QUOTED TEXT:
— Begin —

In the last few years there has been a revival of interest in the idea of
extra dimensions, first proposed by Kaluza and Klein.  The new
realization of Arkani-Hamed, Dvali and Dimopoulos (ADD) was that the extra
dimensions could be macroscopically large if one assumed that our ($3+1$)
dimensional universe is a slice (a 3-brane) of the higher dimensional
bulk.\cite{ADD}\ The particles of the standard model should be restricted
to the brane so that no light Kaluza-Klein (KK) excitations exist, which
otherwise would have already been seen.  Gravity, however, can propagate
in the extra bulk dimensions (otherwise they would have no observable
consequences whatsoever).  The effect of the extra dimensions can only be
seen on distance scales less than the order of their size.  With $N$ extra
compact dimensions of size $R$, Newton's gravitational force law for
two masses $m_1$ and $m_2$, separated by a distance $r$, is modified to
\beq
\label{eq:NNewton}
F = {\Gamma(\frac{3+N}{2})\over 4\pi^{(3+N)/2}}\left(
{m_1 m_2 \over M^{2+N} r^N}\right),\qquad r\ll R,
\eeq
where $M$ is the new quantum gravity scale appearing in the
Einstein-Hilbert action for gravity in $4+N$ dimensions,
\beq
\label{eq:action}
	S = - \frac12 M^{2+N}\int d^4\!x\, d^{N}\!y \sqrt{|g|} {\cal R},
\eeq
and $y_{\sst I}$ parametrize the extra dimensions.  At larger separations, the
gravitational flux is no longer diluted by spreading out in the bulk, so
the force reverts to its usual form,
\beq
\label{eq:Newton}
F = \frac{1}{8\pi}\left({m_1 m_2 \over M_p^{2} r^2}\right),\qquad r\gg R,
\eeq
involving the 4-D Planck mass $M_p$.  Deviations of (\ref{eq:Newton}) from
its $1/r^2$ form have only been tested at separations greater than a
millimeter or so, showing that $R$ could be as large as 1 mm.  This is
obviously far bigger than the limit which exists if the standard
model particles are allowed to propagate in the bulk, 
$R \lsim 10^{-3}$ fm.

— End —

(Source records)
— Begin —

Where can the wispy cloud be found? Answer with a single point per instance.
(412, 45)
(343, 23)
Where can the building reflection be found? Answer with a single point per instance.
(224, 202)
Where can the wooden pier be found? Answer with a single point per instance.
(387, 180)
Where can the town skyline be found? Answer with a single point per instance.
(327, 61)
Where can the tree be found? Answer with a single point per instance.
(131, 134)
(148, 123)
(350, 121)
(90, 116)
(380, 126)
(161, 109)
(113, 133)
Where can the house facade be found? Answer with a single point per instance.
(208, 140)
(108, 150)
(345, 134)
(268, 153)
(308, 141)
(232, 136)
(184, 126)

— End —

TASK INSTRUCTIONS:
1 > Answer these questions from the passage on extra dimensions:
(a) Who first proposed the idea of extra dimensions?
(b) What can propagate in the extra bulk dimensions?
(c) Beyond roughly what separation have deviations from the 1/r^2 form been tested?
2 > Summarize the passage on extra dimensions in two sentences.
3 > Write out the part of the passage on extra dimensions starting at "In the last" and ending at "that our ($3+1$)".
These items stand apart from the passage on extra dimensions and are separate material.

SOLUTIONS TO THE EXERCISE:
1 >
(a) Kaluza and Klein.
(b) Gravity.
(c) About a millimeter.

2 > Arkani-Hamed, Dvali and Dimopoulos realized that extra dimensions could be macroscopically large if our universe is a 3-brane within a higher-dimensional bulk, with standard model particles confined to the brane and gravity free to propagate in the bulk. Newton's force law changes at separations much smaller than the size R of the extra dimensions, and because deviations from its 1/r^2 form have only been tested above about a millimeter, R could be as large as 1 mm.

3 >
In the last few years there has been a revival of interest in the idea of
extra dimensions, first proposed by Kaluza and Klein.  The new
realization of Arkani-Hamed, Dvali and Dimopoulos (ADD) was that the extra
dimensions could be macroscopically large if one assumed that our ($3+1$)